- _Objectif A_
Répondez à ces questions sur l'extrait cité :
(i) Dans quelle maison d'arrêt le narrateur est-il affecté ?
(ii) Quelle direction le gendarme prend-il à l'intersection, et vers quel panneau ?
(iii) Au dépôt, à qui le gendarme confie-t-il le narrateur ?
:: Extrait cité ::
Mon avocate m’avait quitté pour rejoindre ma famille, après être venue m’apporter mon sac de linge et m’avoir annoncé que j’étais “affecté” à la maison d’arrêt de Fleury, dans laquelle était également détenu Angel. Elle avait tenté de me rassurer en me disant que Fleury venait d’être rénovée et que les bâtiments étaient beaucoup moins sales et délabrés que ne l’étaient ceux de Villepinte, et qu’avec un peu de chance je pourrais peut-être croiser mon petit frère.La salubrité des prisons était la dernière chose à laquelle je pensais, et je ne me faisais pas trop d’illusions sur les possibilités de croiser Angel là-bas, car, un de mes camarades, qui venait tout juste de voir sa mise en liberté confirmée par la cour d’appel, avait lui aussi été incarcéré avec Angel à Fleury, et avait été placé dans un autre bâtiment pour éviter tout contact entre les deux “complices présumés”.
Après plusieurs minutes, un gendarme me sortit de la cage. Une fois encore, il me mit les menottes et la petite laisse mécanique qu’il tenait d’une main. Il accrocha mon sac à mon épaule et, sans un mot, me conduisit vers les longs escaliers qui mènent aux souterrains du palais de justice. Je retrouvais les mêmes couloirs sombres et les mêmes tunnels de pierres humides et froides. De temps à autre, un soupirail laissait passer un courant d’air. De l’eau coulait sur les murs et de la mousse avait même poussé à certains endroits. Nous tentions d’éviter les flaques qui parsemaient notre parcours et les gouttes qui tombaient des canalisations qui courraient au-dessus de nos têtes.
Arrivés à une intersection, nous faisons face à deux panneaux : à gauche “la souricière” à droite “le dépôt”. Après avoir lu son “bon de livraison”, le gendarme prit à droite, et pendant que je le suivais, j’avais le cœur serré de savoir qu’Angel, lui, avait pris à gauche. Une barrière de plus qui nous séparait.
Arrivés au dépôt, je retrouvais la même grande salle à plusieurs étages dans laquelle se faisaient face des dizaines de cellules. Des hommes y étaient enfermés, pour certains depuis plus de 24 heures, à la suite de leur garde à vue et dans l’attente d’une audition devant un juge pour enfin être fixés sur leur sort. Je croisais des visages fermés aux traits tirés, des yeux cernés et des regards plein d’angoisse et d’épuisement. Le gendarme retira mes menottes et me confia aux soins des policiers en charge de la garde de nuit au dépôt.
C’était la seconde fois que je me retrouvais ici en l’espace de quelques jours, et le destin avait fait que l’équipe de policiers de garde ce soir-là était la même que la semaine précédente, lorsque nous étions arrivés à quatre pour être entendus au palais après deux jours de garde à vue. Mais cette fois-ci, j’étais seul, sans mon frère et mes camarades.
:::
- _Objectif B_
Dénombrez les lignes ci-dessous qui contiennent le mot « Give », en tenant compte de la casse, et indiquez seulement ce nombre.
:: Données d'entrée ::
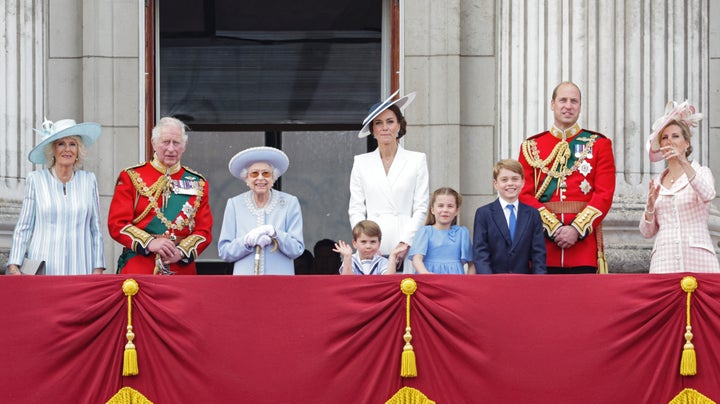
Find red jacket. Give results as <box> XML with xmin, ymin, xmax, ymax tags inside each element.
<box><xmin>518</xmin><ymin>124</ymin><xmax>615</xmax><ymax>267</ymax></box>
<box><xmin>108</xmin><ymin>160</ymin><xmax>213</xmax><ymax>274</ymax></box>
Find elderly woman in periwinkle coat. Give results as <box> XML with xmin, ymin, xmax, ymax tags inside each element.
<box><xmin>218</xmin><ymin>147</ymin><xmax>305</xmax><ymax>275</ymax></box>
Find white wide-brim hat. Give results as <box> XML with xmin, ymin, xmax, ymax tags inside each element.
<box><xmin>358</xmin><ymin>90</ymin><xmax>415</xmax><ymax>138</ymax></box>
<box><xmin>28</xmin><ymin>119</ymin><xmax>102</xmax><ymax>165</ymax></box>
<box><xmin>228</xmin><ymin>146</ymin><xmax>290</xmax><ymax>180</ymax></box>
<box><xmin>645</xmin><ymin>100</ymin><xmax>702</xmax><ymax>162</ymax></box>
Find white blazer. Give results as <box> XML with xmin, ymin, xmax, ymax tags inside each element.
<box><xmin>348</xmin><ymin>146</ymin><xmax>430</xmax><ymax>255</ymax></box>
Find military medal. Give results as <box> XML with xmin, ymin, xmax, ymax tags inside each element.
<box><xmin>578</xmin><ymin>160</ymin><xmax>592</xmax><ymax>177</ymax></box>
<box><xmin>575</xmin><ymin>144</ymin><xmax>584</xmax><ymax>159</ymax></box>
<box><xmin>580</xmin><ymin>178</ymin><xmax>592</xmax><ymax>195</ymax></box>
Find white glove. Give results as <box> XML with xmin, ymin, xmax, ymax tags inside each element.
<box><xmin>243</xmin><ymin>227</ymin><xmax>263</xmax><ymax>248</ymax></box>
<box><xmin>255</xmin><ymin>234</ymin><xmax>272</xmax><ymax>248</ymax></box>
<box><xmin>255</xmin><ymin>224</ymin><xmax>275</xmax><ymax>237</ymax></box>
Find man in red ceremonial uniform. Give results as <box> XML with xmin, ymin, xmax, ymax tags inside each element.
<box><xmin>108</xmin><ymin>117</ymin><xmax>212</xmax><ymax>275</ymax></box>
<box><xmin>518</xmin><ymin>82</ymin><xmax>615</xmax><ymax>274</ymax></box>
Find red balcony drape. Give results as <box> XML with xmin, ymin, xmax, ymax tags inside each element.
<box><xmin>0</xmin><ymin>274</ymin><xmax>720</xmax><ymax>404</ymax></box>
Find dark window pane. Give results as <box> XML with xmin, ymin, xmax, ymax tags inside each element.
<box><xmin>159</xmin><ymin>0</ymin><xmax>382</xmax><ymax>125</ymax></box>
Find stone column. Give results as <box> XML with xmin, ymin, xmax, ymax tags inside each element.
<box><xmin>497</xmin><ymin>0</ymin><xmax>720</xmax><ymax>272</ymax></box>
<box><xmin>0</xmin><ymin>0</ymin><xmax>45</xmax><ymax>269</ymax></box>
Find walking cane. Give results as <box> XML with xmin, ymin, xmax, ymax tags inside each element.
<box><xmin>255</xmin><ymin>245</ymin><xmax>262</xmax><ymax>275</ymax></box>
<box><xmin>255</xmin><ymin>239</ymin><xmax>278</xmax><ymax>275</ymax></box>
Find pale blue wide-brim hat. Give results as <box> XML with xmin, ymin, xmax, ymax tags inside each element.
:::
- _Réponse rédigée A_
(i) À la maison d'arrêt de Fleury.
(ii) À droite, vers « le dépôt ».
(iii) Aux policiers en charge de la garde de nuit au dépôt.

- _Réponse rédigée B_
12